→ **Tareas**:
a) Según el texto sobre el viaje del Papa a Irak, ¿a cuántos kilómetros de Bagdad se encuentra la ciudad de Nayaf?
b) Continúa el texto sobre el viaje del Papa a Irak a partir de su última oración.

→ **Texto mostrado**:
Viaje a Irak
Capote papal al Islam de la paz
En su segunda jornada en Irak, el Papa Francisco se encuentra con el Gran Ayatolá Alí Al-Sitani y se vuelca en fortalecer lazos con los líderes musulmanes moderados
La segunda jornada de la visita papal a Irak tuvo un denominador común: el diálogo entre las grandes religiones monoteístas del planeta, herederas las tres del patriarca Abrahán nacido en estas tierras hace veinticinco siglos. Eso sí, buscando ejercer literalmente de Pontífice, esto es, de puente con la rama más moderada del Islam. A primera hora de la mañana, Francisco se trasladó en avión desde Bagdad a la ciudad de Nayaf, distante 150 kilómetros de la capital y que es el centro religioso de los chiitas iraquíes, que hoy representan al 65% de la población. Cuenta con una imponente mezquita con cúpula dorada que después de la Meca y Medina es el tercer lugar santo para todos los musulmanes. Cada año, al menos antes de la pandemia, la visitan millones de peregrinos. Otra «atracción» de la ciudad es su gigantesco cementerio Wadi al- Salam, el más grande del mundo, según fuentes oficiales porque allí se hacen sepultar centenares de miles de musulmanes porque, según la tradición, eso les garantiza el ingreso en el paraíso. También los cristianos pueden ser enterrados en este recinto.

→ **Material mostrado**:
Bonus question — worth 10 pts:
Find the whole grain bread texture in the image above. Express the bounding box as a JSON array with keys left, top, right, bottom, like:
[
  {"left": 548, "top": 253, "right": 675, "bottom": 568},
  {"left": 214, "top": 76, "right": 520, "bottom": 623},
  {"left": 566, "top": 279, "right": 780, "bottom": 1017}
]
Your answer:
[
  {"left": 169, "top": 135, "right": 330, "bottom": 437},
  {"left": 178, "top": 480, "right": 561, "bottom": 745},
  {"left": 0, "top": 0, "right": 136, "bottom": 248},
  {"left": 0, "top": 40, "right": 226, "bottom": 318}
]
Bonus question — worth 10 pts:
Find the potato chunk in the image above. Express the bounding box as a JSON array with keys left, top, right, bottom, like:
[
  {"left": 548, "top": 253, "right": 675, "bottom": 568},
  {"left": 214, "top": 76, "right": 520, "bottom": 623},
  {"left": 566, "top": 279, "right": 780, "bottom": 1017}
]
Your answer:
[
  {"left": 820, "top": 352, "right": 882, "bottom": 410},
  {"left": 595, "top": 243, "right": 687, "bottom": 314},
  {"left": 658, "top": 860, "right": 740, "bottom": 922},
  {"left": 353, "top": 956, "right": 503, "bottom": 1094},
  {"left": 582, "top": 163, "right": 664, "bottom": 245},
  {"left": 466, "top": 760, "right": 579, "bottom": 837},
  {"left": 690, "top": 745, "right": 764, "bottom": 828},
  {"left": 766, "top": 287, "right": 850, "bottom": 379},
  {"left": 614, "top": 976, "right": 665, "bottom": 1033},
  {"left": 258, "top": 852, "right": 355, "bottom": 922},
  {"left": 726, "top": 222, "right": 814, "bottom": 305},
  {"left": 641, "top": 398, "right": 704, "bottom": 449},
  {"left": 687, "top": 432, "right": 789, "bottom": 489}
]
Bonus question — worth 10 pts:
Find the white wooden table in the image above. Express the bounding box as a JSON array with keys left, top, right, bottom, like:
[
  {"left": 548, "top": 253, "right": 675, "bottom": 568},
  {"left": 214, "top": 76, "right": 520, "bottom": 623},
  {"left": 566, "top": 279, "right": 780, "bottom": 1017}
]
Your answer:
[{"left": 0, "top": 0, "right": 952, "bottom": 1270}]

→ **Respuestas por tarea**:
a) A 150 kilómetros.

b)
En Nayaf reside también el gran ayatolá Alí Al-Sistani, a quien Francisco visitó en su casa, en un casco histórico que le obligó a Francisco a callejear caminando. No resulta fácil comprender la influencia religioso y sociopolítica de este anciano de noventa años y muy venerable aspecto. Es de un talante reformador, en tanto que predica la abstención de las autoridades religiosas en la gestión política directa reservada a los laicos. Eso le distingue radicalmente de sus hermanos iraníes y le ha llevado a ser reconocido y respetado por diferentes corrientes y coaliciones políticas. El encuentro entre Francisco y Al-Sistani. había sido definido como una «visita de cortesía». Sin embargo, duró algo más de 45 minutos, lo cual permite imaginar que han abordado muchos de los problemas de común interés. Más allá de las notas oficiales, no sellaron declaración alguna ni firmado ningún documento porque no estaba previsto, como confirmó el cardenal español Miguel Ángel Ayuso, sombra del Papa en este viaje por ser el máximo responsable vaticano del diálogo con las diferentes confesiones y hacedo’ de esta cita como lo fue en su día del Documento sobre la Fraternidad firmado en Abu Dabi por el Papa y el Gran Ayatolá de la Universidad Al- Azhar del Cairo.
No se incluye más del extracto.